* The task *
Quote all entries exactly, leaving pictures aside.

Dataset entries:
=== Section Start ===

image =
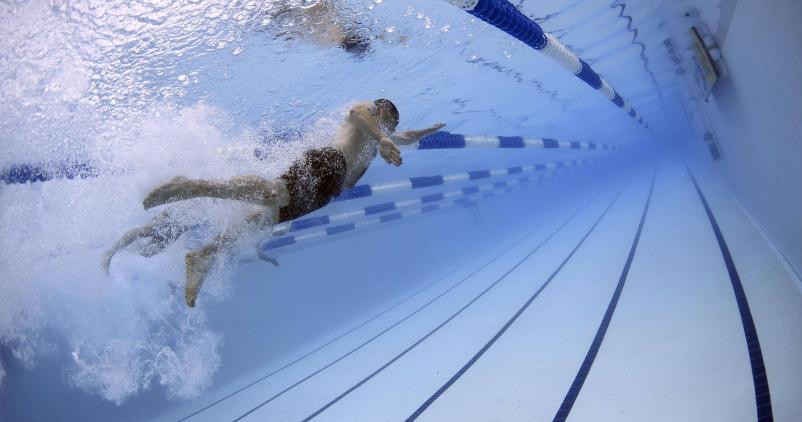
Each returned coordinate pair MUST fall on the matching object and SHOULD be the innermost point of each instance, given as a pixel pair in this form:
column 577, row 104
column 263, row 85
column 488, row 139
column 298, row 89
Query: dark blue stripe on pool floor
column 365, row 343
column 759, row 377
column 369, row 320
column 512, row 320
column 450, row 318
column 584, row 369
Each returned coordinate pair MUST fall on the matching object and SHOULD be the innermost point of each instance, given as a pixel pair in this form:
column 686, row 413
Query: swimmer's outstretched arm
column 412, row 136
column 125, row 240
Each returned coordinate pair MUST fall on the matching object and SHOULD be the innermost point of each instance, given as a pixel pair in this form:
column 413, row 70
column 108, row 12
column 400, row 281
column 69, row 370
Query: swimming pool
column 553, row 255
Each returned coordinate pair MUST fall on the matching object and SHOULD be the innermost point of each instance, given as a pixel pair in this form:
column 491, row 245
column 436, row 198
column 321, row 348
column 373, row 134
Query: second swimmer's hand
column 390, row 152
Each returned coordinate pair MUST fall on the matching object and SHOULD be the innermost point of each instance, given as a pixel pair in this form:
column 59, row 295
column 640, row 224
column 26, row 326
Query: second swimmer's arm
column 124, row 241
column 412, row 136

=== Section End ===

* Solution to the problem *
image =
Each returned coordinate pair MUST fall on the matching object and SHOULD be the innermost point of each instance, given as a pixel pair in this form:
column 577, row 104
column 263, row 85
column 488, row 139
column 298, row 89
Query: dark blue stripe on pool floor
column 365, row 343
column 759, row 377
column 369, row 320
column 512, row 320
column 450, row 318
column 584, row 369
Each returned coordinate pair MUST fall on the matching object and SHOULD be the innermost point of each instance, given as a pixel pair in this form:
column 686, row 413
Query: swimmer's outstretched arm
column 412, row 136
column 125, row 240
Each returned coordinate pair MUST fall on the matching object and SHOULD be the innermost point of each instance, given as a pixel pair in this form:
column 413, row 70
column 108, row 12
column 400, row 281
column 69, row 370
Query: swimming pool
column 553, row 255
Each returned coordinate pair MUST fall on the matching object and SHOULD be the innermost point of each instance, given as a pixel pair in this form:
column 491, row 245
column 436, row 198
column 321, row 348
column 373, row 134
Query: second swimmer's hand
column 390, row 152
Each returned coordinate pair MUST fall on the matching object and SHOULD be the innermost point of each instance, given as a pixel pair in this form:
column 59, row 295
column 640, row 224
column 26, row 326
Query: second swimmer's arm
column 124, row 241
column 412, row 136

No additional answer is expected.